==== Records to process
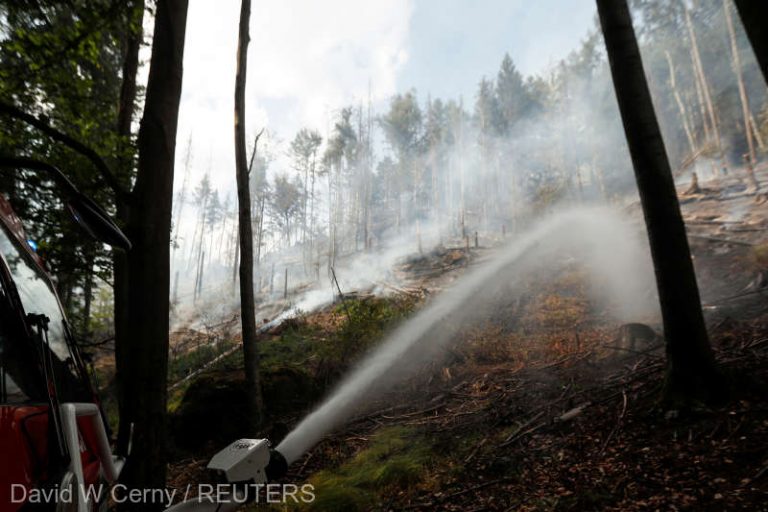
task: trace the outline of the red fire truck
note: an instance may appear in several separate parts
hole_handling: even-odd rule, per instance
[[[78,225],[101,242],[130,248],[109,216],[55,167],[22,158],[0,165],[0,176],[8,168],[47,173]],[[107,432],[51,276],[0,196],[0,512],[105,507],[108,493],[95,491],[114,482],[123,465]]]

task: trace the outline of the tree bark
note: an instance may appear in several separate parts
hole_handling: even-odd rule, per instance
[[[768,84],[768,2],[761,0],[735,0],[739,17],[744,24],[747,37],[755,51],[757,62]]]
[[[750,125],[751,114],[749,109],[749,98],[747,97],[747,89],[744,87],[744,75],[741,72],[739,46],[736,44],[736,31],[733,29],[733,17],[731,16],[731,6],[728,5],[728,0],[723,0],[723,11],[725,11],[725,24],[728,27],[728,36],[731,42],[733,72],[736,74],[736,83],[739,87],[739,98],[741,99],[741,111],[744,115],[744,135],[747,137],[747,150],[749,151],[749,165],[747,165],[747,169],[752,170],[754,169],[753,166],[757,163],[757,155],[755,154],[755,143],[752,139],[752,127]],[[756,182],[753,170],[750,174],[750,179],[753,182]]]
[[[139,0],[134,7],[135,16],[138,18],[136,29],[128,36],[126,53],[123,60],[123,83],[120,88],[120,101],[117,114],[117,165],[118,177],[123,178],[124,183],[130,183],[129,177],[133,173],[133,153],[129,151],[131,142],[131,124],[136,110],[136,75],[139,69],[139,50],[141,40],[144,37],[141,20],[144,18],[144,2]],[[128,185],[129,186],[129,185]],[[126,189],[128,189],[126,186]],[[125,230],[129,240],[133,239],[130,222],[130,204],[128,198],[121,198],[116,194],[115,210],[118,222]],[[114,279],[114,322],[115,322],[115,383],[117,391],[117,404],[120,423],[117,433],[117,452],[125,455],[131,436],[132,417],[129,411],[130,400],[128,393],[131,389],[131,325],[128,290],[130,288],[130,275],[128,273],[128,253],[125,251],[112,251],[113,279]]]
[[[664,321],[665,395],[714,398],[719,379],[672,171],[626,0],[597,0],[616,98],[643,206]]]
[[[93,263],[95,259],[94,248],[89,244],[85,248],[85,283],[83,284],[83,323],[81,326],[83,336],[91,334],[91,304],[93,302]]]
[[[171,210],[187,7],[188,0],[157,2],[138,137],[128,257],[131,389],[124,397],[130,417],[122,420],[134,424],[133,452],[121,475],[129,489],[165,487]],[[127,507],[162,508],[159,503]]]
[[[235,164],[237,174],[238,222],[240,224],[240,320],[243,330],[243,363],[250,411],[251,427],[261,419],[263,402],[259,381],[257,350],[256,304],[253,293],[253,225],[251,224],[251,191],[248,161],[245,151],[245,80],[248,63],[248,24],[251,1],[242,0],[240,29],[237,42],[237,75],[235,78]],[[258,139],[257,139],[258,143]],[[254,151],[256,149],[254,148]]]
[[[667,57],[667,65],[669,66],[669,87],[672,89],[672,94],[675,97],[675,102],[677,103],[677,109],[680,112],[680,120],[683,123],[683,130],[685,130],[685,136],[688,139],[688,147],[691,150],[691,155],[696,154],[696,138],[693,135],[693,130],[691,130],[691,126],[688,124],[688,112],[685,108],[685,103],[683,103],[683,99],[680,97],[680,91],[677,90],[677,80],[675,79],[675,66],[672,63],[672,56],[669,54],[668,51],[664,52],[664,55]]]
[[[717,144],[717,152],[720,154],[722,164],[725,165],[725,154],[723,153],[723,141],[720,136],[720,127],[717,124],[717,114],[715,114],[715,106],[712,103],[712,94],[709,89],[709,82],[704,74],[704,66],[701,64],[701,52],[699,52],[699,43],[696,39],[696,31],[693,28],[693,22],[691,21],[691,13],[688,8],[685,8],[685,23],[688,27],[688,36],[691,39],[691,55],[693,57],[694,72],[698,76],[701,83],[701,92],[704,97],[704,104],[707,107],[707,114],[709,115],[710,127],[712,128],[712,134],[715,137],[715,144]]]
========
==== Records to process
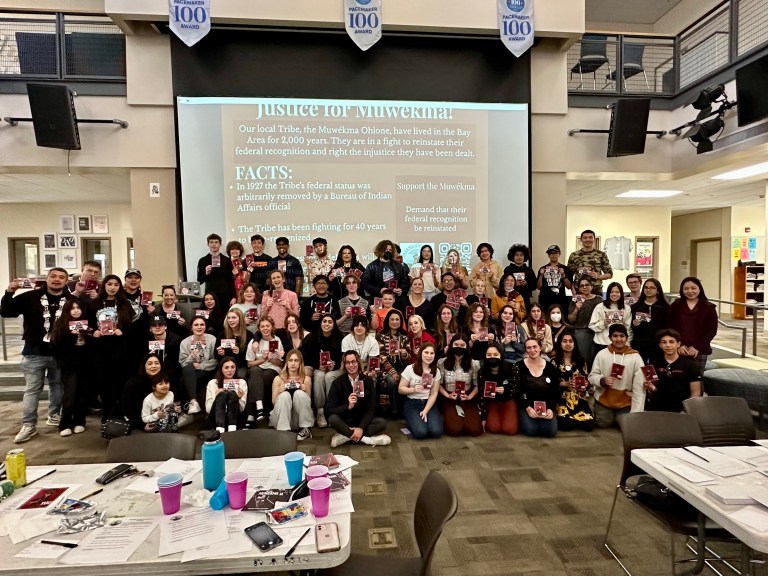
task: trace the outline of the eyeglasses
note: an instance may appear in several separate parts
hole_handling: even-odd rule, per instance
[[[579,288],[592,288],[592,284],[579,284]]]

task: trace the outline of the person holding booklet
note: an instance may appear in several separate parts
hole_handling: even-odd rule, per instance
========
## Your objective
In the entries above, find the line with "task: trace the outline of the red fire truck" and the line with "task: trace the outline of the tree bark", then restate word for word both of them and every line between, with nothing more.

## Result below
task: trace the outline of the red fire truck
note: an instance may appear in several separate parts
hole_handling: even-odd rule, per instance
[[[78,225],[101,242],[130,248],[109,216],[55,167],[22,158],[0,165],[0,176],[8,168],[47,173]],[[107,432],[51,276],[0,196],[0,512],[105,507],[108,493],[95,491],[114,482],[123,465]]]

task: trace the outline of the tree bark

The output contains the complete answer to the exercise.